Required work. Pull out every line of the records below that contains the string "person", and copy each one. Only matches with the same capitalization count.

Excerpts from pointing data:
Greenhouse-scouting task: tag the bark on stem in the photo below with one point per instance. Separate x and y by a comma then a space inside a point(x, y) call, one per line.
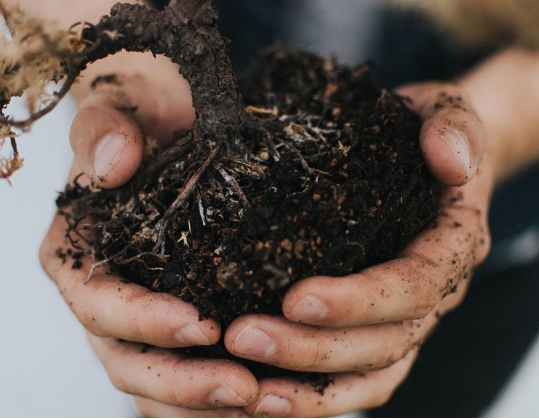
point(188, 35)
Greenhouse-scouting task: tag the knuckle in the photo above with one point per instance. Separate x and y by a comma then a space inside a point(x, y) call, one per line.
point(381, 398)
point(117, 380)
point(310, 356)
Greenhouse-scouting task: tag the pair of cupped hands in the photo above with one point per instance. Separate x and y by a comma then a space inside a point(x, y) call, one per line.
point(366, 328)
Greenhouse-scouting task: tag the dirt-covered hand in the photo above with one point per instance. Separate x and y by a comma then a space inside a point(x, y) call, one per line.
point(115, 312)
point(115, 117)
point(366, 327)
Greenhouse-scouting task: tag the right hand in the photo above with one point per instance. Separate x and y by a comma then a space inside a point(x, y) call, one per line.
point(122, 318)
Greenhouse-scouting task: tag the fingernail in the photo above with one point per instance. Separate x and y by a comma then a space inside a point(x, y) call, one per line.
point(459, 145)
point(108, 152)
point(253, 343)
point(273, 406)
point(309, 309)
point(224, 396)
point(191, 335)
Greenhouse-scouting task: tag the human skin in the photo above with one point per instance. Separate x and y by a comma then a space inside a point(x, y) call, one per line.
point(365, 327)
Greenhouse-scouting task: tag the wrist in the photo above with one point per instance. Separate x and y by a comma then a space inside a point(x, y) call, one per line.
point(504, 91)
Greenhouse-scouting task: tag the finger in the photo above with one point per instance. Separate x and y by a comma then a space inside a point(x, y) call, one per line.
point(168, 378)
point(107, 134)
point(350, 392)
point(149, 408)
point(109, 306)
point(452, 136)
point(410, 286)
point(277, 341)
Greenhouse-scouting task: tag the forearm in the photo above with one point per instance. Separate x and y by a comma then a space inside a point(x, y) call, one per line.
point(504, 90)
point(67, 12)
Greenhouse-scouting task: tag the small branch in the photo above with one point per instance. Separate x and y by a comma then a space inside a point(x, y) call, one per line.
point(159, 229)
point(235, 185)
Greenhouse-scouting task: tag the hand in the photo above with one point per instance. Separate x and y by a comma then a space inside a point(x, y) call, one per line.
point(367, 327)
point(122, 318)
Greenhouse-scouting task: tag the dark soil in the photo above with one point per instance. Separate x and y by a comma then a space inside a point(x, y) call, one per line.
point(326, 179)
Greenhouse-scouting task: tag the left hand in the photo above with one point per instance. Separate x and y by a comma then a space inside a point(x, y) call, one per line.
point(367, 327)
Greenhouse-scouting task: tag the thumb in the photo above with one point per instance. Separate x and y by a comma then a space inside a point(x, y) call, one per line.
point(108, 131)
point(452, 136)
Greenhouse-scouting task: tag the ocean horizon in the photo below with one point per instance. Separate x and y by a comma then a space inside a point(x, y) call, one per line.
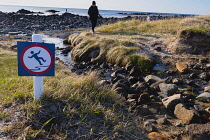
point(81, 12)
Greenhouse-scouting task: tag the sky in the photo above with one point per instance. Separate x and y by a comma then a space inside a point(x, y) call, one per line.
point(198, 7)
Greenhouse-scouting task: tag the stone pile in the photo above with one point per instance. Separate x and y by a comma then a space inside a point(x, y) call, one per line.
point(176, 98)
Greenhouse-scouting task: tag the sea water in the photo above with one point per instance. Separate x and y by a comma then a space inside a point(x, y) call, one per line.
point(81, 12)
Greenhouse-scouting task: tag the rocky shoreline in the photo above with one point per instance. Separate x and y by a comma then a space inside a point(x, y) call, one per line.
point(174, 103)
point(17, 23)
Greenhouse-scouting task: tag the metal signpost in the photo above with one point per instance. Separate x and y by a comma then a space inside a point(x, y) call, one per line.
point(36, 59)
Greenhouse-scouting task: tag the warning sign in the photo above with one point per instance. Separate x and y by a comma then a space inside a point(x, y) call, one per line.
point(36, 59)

---

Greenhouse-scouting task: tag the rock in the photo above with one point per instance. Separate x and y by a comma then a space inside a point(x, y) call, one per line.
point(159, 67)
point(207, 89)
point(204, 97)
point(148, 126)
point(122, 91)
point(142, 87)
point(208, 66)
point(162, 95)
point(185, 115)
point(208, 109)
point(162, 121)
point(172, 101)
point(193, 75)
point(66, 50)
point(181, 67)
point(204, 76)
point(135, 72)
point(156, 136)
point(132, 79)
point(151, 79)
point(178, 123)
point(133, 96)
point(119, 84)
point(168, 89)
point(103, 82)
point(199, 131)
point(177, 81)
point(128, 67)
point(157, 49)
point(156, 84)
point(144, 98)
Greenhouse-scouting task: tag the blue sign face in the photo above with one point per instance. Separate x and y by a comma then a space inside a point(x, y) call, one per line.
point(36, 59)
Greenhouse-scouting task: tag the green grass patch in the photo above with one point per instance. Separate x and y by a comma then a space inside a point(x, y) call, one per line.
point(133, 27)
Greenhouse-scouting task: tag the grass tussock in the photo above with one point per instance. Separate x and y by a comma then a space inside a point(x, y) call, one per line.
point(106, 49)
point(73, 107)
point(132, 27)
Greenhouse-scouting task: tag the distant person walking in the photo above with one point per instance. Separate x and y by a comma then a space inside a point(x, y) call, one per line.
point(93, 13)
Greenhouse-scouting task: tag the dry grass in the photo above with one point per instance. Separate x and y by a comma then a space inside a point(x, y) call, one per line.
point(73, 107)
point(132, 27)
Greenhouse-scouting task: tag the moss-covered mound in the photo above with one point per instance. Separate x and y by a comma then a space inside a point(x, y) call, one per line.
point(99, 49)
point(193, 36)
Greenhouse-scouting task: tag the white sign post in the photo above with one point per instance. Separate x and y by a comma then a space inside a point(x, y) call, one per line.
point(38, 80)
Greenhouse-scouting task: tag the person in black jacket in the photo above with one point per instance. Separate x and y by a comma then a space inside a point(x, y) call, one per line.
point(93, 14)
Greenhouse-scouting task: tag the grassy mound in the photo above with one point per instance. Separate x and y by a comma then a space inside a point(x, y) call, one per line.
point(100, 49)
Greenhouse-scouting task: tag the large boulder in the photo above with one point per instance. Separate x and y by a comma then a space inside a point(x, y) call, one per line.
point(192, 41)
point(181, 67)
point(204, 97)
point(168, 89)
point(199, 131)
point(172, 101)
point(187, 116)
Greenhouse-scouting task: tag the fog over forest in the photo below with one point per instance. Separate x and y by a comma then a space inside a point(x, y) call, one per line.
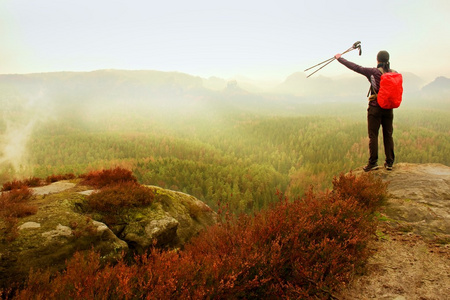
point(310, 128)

Finished exercise.
Greenhouse-scouting task: tag the distant person walking in the photo above with one point per instance. Separate x and y by a comma then a space inside a point(x, y) call, one per line.
Greenhouse-scouting task: tag the person in black jacket in the photo above with one point per instance. Separate x and y by a comma then a space inside a point(x, y) call, one per line.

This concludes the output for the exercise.